Requirement: Output the material beneath exactly, leaving nothing out.

Rows:
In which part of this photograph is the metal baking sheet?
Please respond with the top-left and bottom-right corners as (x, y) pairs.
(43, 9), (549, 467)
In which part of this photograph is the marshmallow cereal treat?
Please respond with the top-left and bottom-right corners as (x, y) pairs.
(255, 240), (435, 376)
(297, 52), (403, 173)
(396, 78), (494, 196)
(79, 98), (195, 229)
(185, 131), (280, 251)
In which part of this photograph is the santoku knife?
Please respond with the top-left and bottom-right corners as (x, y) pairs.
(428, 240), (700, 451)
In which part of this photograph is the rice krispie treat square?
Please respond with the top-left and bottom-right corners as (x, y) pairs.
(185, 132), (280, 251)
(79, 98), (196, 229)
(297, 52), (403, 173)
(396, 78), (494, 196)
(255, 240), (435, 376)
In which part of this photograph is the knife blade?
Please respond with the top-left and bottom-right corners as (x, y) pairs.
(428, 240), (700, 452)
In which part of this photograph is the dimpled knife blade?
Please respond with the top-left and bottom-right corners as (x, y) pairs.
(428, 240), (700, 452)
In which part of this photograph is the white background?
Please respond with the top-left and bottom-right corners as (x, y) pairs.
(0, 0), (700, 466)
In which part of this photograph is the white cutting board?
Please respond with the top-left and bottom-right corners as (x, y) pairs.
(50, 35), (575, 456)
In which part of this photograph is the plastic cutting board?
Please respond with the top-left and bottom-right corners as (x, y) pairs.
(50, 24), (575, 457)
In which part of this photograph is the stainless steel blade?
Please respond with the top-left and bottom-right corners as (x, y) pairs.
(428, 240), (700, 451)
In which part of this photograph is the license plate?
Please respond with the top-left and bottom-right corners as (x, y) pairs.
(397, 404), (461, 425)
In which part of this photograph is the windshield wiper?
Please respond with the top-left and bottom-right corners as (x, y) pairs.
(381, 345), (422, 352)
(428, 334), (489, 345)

Answer to the problem:
In which part of this photograph is the metal baking sheet?
Please respond with the top-left and bottom-right corners as (x, y) pairs.
(43, 9), (549, 467)
In which part of this photograph is the marshmallow cereal treat?
Please respond with the top-left and bottom-right corners as (x, y) pairs.
(255, 240), (435, 376)
(297, 52), (403, 173)
(396, 78), (494, 196)
(79, 98), (195, 229)
(185, 131), (280, 251)
In which part of this photograph is the santoku knife?
Please respond with the top-left and bottom-right corners as (x, y) pairs.
(428, 240), (700, 451)
In which part of this photograph is the rice krispie treat square?
Please respond with the top-left and bottom-right corners as (x, y) pairs.
(185, 132), (280, 251)
(79, 98), (196, 229)
(297, 52), (403, 173)
(396, 78), (494, 196)
(255, 240), (435, 376)
In which part of this photograph is the knife blade?
Please respond with the top-left and bottom-right corners as (x, y) pairs.
(428, 240), (700, 452)
In which part of this photograph is the dimpled knife blade?
Please respond with the top-left and bottom-right corners as (x, y) pairs.
(428, 240), (700, 452)
In which part of this photograph is the white background?
Please respond with the top-left and bottom-right corners as (x, y) pairs.
(0, 0), (700, 466)
In which part of this photograph is the white cutting board?
Please respond with the top-left and bottom-right corners as (x, y) pairs.
(50, 35), (575, 456)
In which part of this photograph is the plastic cutting board?
Please respond with the top-left and bottom-right corners as (x, y) pairs.
(50, 24), (575, 457)
In which part of this photograph is the stainless steel blade?
Please respond with the top-left and bottom-right corners as (x, y) pairs.
(428, 240), (700, 451)
In which part of this photograph is the license plate?
Please respond with the top-left and bottom-right corners as (x, y) pairs.
(397, 404), (461, 425)
In which part of this photograph is the windshield wiper?
Please respond with the top-left and bottom-right corners as (x, y) pairs.
(381, 345), (422, 352)
(428, 334), (489, 345)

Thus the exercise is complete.